— begin Page —

JVC Everio S GZ-MS100 June 16th, 2008 | by David Elrich
Full Review - Testing and Conclusion
Performance and Use
The JVC Everio S GZ-MS100 starts quickly since there’s no tape or disc to move into recording position. In less than 3 seconds the screen sprang to life and the camcorder was ready to record. As always I began in the basic auto position with the digital zoom turned off (it hits 800x) and took some footage. When I did so I pressed the Upload button since this limits the amount of recording to 10 minutes, the longest amount for YouTube vids.
New Jersey was suffering from a brutal pre-summer heat wave so I drove down to the Navesink River town of Red Bank to see how the MS100 captured the water, anchored boats and colorful shops. Even though the photos are only 640 x 480, I tried them out as well. The MS100 is very easy to operate although the Laser Touch takes a fine touch for accuracy. Moving through the menus in auto and manual is also simple. The camcorder has six Program AE scene modes (Night, Portrait, Sports and so on). Since there was no “Sand” I tried “Snow” on a day the temp hit 100-plus. It really didn’t work but nothing ventured… Going beyond simple Auto there are a number of manual options including focus, white balance, shutter speed plus in Photometry you can choose a section of the viewfinder to adjust brightness or it does it for the entire screen. These adjustments are made using Laser Touch and it works fairly well as you tweak the settings. Many of these options are available for shooting stills.

— end Page —

Exercise goal. Please write the next part of the camcorder review above, picking up after its last sentence.

— begin Dataset extract —

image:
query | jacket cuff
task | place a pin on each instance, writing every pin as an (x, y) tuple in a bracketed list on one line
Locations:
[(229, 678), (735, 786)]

— end Dataset extract —

Expected output.
Image Courtesy of JVC
Once I made a dent in the SDHC card it was time check out my efforts on the big screen and then upload some videos to YouTube. My Panasonic plasma has an SD card slot so it just took a few clicks of the remote to see a slide show of stills and scroll through the video scenes. I wasn’t really surprised by what I saw—the videos were decent, nothing more with little of the detail you see on today’s quality high-def camcorders. However, you’re not paying a grand with the GZ-MS100 so these are unrealistic expectations. For DVD-level they were acceptable with fairly accurate colors, little smearing and not too much digital noise with material shot with plenty of light. To get a bit more richness, I lowered the brightness levels. When you move indoors there’s a lot more noise and the tiny light is no help for full room shots but it earns its pay with close-ups that are tack sharp. Focusing was fast with little drift and the digital image stabilization did a fair job smoothing out the shakes. Sound was lifelike and the speaker is a bit too accurate as it picks up the noise from the zoom. You won’t notice it if you’re taking shots with more ambient noise than sailboats going by!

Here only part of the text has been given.